▸ **EXCERPTED PASSAGE**
While I would not have put it quite that way, I do understand what the person is saying. Another comment stated, “there is a perception of value without constraint or reason. Mind you, I get that we cannot sell products if we focus on costs, but when reviewers get used to thinking that $20k speakers are affordable, it’s laughable”. (That statement makes more sense).
What happens is that many get caught up in the notion that the more money an item cost, the better it is automatically, especially in audio. It gets to the point that basic physics and reason gets left behind for pseudo-science and hyperbole. For example, we read or hear about how a multi-digit cable changes an entire system’s performance dramatically only to read about another cable at even greater cost out performs the previous uber-expensive cable in the same claims. What is forgotten or completely ignored is the fact that not only is everything subjective sans measurement, but that room acoustics, speaker set up and recording quality are the things that dramatically affect sound systems. The cables, the power outlet on your wall, etc, have very little if anything to do with it (unless you are having real tangible issues with those things). I’ve seen arguments and have heard comments from some audiophiles that even suggest the color of the chair you sit in can affect how a system sounds. Only recently I read a thread on a forum where a bunch of folks where claiming that the kind of gear rack one uses greatly affects the performance of a sound system! So, yes, it can get that ludicrous.
What I try to remember is, along with the fact that most everything in the industry or hobby is subjective and the value is only found in the eyes and ears of the beholder, it’s that in the audio industry price is rarely proportional to sound quality. If a $3000 amp cost $30k, the “experts” would be raving about how much better it sounds than the “lowly” $25k amps.

▸ **WRITTEN REQUEST 1**
According to the passage on audio pricing, which things dramatically affect sound systems?

▸ **MATERIAL FOR THIS EXERCISE**
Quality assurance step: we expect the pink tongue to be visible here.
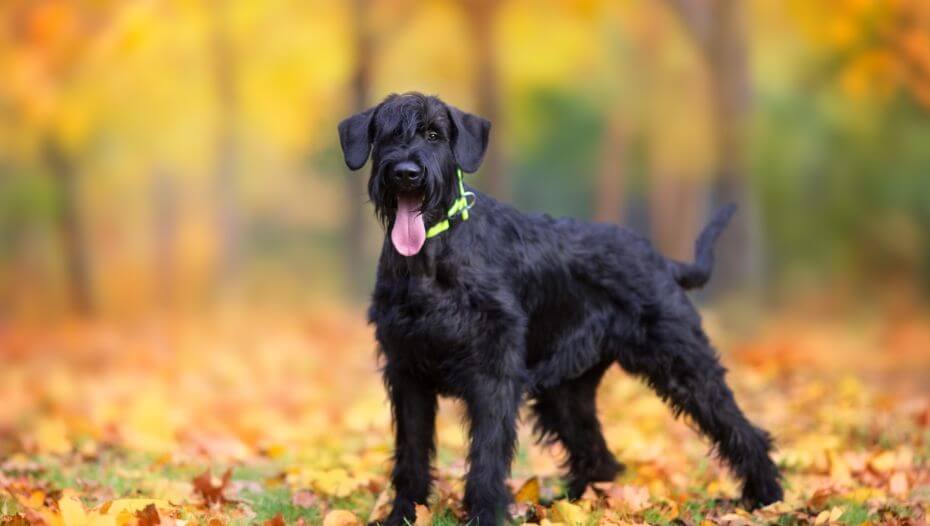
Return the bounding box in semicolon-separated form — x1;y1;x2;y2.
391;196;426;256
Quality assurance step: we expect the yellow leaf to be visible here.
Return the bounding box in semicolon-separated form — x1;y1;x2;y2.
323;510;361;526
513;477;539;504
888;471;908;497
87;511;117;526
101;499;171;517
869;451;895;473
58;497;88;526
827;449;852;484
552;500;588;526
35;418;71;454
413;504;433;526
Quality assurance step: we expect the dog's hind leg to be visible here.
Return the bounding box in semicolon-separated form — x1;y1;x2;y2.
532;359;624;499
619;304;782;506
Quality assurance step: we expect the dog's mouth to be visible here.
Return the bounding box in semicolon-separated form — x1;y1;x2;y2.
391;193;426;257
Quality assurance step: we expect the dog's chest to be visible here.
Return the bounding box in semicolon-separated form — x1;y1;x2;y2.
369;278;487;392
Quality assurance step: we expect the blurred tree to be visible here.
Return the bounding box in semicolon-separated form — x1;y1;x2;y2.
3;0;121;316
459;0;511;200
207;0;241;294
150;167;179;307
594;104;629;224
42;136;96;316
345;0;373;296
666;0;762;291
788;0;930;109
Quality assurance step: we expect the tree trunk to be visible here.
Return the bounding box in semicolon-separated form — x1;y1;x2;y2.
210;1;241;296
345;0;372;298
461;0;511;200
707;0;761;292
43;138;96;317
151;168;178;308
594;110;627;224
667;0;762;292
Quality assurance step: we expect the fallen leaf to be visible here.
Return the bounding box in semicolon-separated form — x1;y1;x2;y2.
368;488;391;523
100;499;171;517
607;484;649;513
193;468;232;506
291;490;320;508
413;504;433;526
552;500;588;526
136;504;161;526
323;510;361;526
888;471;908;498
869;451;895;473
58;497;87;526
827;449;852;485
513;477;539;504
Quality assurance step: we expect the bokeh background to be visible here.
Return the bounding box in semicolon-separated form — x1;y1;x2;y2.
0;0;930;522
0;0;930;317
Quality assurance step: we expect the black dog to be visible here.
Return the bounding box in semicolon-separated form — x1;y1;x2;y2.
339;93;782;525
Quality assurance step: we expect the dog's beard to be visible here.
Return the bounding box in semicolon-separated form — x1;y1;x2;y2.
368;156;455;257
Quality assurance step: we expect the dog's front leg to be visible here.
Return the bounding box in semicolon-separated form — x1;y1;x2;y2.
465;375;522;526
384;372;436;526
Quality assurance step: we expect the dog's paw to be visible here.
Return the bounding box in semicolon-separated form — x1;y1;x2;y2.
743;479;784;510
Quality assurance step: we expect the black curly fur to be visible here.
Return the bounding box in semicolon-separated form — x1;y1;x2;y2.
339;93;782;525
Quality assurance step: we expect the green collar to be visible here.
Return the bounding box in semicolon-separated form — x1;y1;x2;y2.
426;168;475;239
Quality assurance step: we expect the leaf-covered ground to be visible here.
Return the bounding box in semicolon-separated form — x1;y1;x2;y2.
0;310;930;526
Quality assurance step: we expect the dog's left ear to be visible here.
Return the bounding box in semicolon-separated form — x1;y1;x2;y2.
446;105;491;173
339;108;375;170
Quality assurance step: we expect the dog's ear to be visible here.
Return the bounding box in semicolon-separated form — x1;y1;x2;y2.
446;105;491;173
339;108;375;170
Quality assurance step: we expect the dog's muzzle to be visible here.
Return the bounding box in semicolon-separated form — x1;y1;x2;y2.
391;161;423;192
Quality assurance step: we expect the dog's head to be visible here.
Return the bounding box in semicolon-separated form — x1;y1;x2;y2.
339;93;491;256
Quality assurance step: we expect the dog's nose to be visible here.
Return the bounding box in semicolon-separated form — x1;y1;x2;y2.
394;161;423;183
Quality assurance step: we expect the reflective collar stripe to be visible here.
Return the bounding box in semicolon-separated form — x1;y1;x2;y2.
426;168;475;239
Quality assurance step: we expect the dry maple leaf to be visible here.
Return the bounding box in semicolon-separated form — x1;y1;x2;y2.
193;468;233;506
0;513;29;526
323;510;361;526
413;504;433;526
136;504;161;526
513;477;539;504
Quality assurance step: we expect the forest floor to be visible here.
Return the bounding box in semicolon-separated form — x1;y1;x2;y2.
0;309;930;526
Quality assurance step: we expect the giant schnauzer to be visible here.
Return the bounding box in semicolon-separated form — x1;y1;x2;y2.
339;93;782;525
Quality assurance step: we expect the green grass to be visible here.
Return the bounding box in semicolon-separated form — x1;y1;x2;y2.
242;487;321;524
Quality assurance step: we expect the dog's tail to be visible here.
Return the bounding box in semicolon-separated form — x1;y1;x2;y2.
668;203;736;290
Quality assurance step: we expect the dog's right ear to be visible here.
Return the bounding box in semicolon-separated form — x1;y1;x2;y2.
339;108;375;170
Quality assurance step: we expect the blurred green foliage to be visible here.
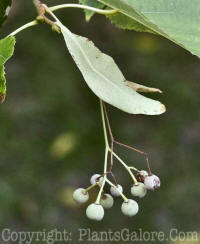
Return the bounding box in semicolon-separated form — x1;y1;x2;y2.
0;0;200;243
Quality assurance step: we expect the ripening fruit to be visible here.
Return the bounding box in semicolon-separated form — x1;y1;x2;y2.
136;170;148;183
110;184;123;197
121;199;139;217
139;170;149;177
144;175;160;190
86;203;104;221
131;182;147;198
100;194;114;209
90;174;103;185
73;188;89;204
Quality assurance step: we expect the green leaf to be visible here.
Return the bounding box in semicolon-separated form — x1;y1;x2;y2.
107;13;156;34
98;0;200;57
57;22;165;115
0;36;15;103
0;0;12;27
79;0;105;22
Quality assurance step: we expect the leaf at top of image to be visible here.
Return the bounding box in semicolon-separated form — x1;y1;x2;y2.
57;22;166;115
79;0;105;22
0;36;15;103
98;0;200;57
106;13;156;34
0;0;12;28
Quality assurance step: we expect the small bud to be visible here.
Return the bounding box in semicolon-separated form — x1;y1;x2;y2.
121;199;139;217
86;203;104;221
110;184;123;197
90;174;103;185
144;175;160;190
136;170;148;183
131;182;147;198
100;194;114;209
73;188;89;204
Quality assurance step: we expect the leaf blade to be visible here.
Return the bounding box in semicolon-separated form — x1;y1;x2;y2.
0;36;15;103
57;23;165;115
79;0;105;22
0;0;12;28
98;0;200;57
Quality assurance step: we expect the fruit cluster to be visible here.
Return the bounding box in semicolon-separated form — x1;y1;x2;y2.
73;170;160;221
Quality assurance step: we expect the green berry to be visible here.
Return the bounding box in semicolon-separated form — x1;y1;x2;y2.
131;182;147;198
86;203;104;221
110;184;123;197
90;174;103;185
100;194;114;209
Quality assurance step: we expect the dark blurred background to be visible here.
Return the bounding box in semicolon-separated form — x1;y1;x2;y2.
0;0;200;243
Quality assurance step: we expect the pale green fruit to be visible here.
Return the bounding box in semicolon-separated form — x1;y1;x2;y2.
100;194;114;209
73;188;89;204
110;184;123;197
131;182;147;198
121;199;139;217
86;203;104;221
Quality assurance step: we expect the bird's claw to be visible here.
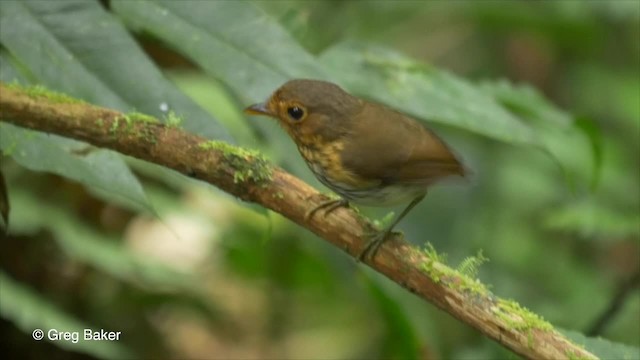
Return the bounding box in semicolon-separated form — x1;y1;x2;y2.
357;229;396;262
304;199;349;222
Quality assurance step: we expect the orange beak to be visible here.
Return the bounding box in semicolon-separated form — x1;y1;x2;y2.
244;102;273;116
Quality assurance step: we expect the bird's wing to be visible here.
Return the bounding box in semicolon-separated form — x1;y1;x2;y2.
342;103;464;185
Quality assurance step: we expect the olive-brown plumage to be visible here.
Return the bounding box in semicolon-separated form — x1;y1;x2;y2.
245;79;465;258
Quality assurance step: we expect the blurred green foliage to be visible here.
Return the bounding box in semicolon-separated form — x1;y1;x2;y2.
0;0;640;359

==

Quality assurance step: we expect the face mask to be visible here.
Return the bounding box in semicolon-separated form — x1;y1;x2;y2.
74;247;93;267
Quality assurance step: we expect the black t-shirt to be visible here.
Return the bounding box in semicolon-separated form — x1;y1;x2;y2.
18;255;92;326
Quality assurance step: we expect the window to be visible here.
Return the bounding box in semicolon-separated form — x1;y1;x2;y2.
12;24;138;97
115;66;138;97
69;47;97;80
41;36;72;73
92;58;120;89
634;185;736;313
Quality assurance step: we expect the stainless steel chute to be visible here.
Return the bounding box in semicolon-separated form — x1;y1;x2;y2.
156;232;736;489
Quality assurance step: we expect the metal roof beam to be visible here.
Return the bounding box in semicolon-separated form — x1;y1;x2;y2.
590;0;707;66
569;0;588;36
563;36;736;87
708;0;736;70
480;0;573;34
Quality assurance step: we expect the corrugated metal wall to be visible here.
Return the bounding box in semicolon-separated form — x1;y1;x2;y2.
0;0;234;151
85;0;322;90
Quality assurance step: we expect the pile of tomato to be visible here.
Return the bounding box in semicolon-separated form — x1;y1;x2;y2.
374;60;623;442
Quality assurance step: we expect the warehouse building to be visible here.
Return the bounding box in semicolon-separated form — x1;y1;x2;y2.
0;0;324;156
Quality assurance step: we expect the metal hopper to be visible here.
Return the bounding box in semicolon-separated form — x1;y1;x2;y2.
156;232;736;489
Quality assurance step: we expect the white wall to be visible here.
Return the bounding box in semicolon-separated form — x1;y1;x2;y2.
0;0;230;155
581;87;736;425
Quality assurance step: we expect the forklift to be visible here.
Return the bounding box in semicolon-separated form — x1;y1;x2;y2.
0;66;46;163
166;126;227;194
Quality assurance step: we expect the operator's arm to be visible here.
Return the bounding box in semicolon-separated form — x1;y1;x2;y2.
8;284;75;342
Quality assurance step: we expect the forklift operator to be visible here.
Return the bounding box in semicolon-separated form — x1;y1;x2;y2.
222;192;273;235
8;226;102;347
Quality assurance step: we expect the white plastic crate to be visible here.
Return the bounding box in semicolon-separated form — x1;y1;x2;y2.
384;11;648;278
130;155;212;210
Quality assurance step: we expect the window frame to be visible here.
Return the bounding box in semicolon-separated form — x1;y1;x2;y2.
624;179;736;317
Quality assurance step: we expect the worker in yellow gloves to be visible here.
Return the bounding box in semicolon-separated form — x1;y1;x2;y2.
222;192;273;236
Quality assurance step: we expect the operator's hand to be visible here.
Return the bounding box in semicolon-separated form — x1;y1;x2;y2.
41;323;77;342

...

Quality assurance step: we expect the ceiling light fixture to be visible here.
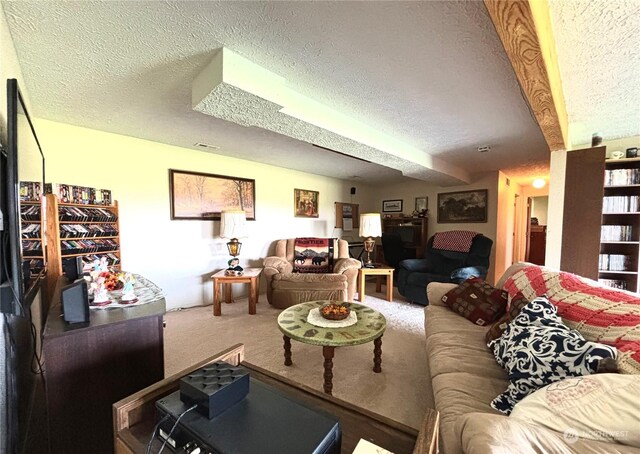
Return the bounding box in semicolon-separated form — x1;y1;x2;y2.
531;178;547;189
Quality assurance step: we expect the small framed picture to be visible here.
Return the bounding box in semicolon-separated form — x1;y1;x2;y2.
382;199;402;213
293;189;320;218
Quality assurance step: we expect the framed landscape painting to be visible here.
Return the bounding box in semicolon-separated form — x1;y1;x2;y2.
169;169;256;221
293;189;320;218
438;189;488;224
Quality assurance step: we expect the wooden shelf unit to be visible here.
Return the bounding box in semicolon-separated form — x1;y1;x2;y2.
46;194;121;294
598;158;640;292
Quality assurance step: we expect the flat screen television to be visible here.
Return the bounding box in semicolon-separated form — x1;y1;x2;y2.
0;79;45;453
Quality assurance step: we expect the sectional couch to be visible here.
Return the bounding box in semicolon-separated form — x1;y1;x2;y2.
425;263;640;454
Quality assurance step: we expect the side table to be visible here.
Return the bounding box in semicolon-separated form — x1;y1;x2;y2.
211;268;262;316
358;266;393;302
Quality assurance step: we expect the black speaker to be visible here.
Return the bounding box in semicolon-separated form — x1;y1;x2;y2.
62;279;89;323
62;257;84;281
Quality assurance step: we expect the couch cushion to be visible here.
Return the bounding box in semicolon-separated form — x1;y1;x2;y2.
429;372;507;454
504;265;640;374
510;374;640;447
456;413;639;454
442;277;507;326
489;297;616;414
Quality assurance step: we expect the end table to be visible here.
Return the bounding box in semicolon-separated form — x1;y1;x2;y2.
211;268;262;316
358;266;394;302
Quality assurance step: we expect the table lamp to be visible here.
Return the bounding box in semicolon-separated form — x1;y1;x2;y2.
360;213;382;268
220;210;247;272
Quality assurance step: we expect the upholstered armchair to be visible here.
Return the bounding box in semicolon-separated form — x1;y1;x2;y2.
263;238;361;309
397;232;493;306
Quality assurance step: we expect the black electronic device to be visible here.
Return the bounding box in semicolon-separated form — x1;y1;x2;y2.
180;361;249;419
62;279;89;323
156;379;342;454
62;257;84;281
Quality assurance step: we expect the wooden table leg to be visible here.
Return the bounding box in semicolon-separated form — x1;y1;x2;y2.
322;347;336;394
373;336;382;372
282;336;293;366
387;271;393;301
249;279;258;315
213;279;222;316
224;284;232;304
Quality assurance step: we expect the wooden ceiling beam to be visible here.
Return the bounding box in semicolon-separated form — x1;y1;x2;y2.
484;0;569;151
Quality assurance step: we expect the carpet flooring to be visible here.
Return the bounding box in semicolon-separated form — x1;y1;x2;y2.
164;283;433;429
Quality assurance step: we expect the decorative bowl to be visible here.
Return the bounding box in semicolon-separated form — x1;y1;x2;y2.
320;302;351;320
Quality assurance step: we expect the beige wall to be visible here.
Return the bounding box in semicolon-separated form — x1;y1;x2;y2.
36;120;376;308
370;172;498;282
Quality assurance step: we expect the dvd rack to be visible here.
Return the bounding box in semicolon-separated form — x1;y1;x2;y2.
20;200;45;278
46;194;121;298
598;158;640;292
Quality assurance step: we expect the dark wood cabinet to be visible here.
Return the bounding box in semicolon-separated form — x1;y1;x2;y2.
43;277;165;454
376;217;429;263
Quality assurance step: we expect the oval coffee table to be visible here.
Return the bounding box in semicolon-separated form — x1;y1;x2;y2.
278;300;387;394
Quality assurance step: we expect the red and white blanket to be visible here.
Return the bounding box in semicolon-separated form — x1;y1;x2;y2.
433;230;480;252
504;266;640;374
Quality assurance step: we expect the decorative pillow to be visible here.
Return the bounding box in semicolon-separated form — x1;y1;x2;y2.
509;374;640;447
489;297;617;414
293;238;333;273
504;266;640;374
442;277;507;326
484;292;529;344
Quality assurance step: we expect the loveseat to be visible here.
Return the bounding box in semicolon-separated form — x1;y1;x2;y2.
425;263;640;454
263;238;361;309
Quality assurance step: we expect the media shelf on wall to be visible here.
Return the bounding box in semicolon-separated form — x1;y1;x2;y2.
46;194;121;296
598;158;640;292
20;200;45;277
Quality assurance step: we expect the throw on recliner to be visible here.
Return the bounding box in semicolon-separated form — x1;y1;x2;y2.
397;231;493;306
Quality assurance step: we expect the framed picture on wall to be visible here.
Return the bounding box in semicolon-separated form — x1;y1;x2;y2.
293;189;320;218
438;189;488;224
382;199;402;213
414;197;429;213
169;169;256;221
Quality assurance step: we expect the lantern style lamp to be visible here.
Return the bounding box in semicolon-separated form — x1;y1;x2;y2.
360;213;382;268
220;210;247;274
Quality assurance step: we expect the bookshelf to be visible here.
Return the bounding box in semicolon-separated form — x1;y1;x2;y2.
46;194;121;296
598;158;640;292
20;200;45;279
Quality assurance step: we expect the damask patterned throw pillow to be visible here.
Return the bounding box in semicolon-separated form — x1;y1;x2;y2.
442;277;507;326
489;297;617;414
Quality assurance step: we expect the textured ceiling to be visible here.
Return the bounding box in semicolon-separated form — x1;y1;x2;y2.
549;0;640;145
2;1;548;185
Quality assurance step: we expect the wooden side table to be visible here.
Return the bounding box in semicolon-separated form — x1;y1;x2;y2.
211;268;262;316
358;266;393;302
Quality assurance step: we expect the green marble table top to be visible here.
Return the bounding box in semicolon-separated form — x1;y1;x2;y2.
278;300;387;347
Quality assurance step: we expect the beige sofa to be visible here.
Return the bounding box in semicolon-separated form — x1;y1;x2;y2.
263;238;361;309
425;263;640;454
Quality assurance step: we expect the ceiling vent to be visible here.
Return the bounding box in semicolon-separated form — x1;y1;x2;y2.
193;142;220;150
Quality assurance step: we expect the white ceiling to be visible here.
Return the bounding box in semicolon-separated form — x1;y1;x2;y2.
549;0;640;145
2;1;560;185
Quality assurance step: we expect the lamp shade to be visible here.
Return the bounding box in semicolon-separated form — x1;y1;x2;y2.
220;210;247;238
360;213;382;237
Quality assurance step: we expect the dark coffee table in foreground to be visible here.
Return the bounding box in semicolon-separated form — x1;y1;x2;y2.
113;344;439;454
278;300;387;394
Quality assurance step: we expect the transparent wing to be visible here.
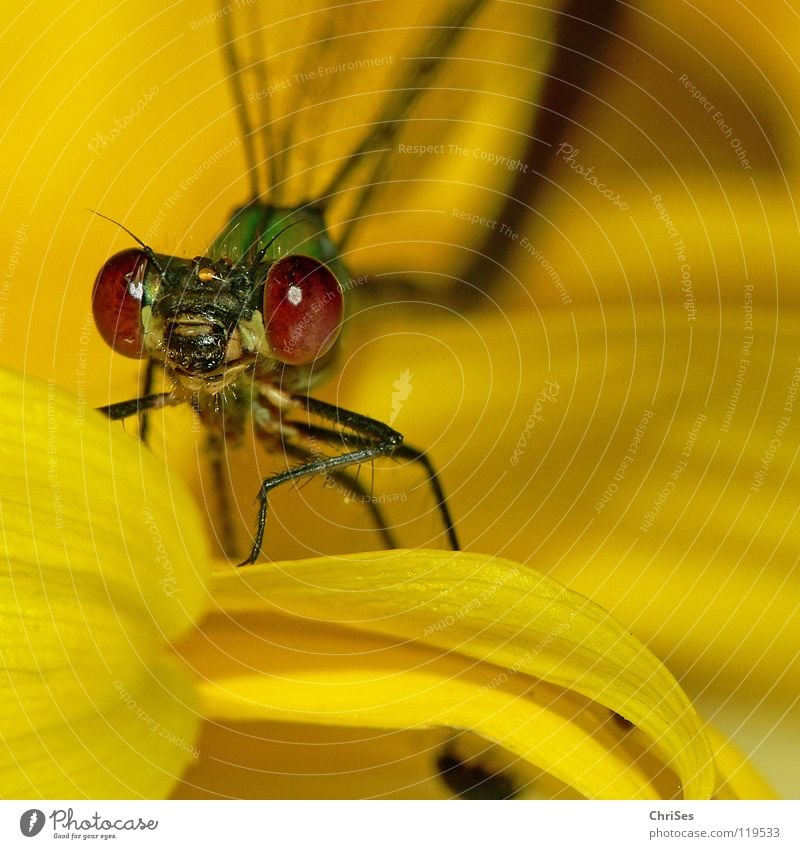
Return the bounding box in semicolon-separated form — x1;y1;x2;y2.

▸ **WRITTEN REQUEST 2**
Render as a numbered list everything in the listing from the line containing "Quality assurance step: we expect the metal roof" down to the line containing "480;0;573;34", skipping blank lines.

▸ **CORRECT OUTPUT 1**
Room acoustics, speaker setup and recording quality.

▸ **CORRECT OUTPUT 2**
1. Quality assurance step: we expect the metal roof beam to be visible here.
2. Return the bounding box in semicolon-separated form — x1;y1;x2;y2.
3. 590;0;707;66
4. 569;0;588;36
5. 563;36;736;87
6. 708;0;736;70
7. 480;0;573;34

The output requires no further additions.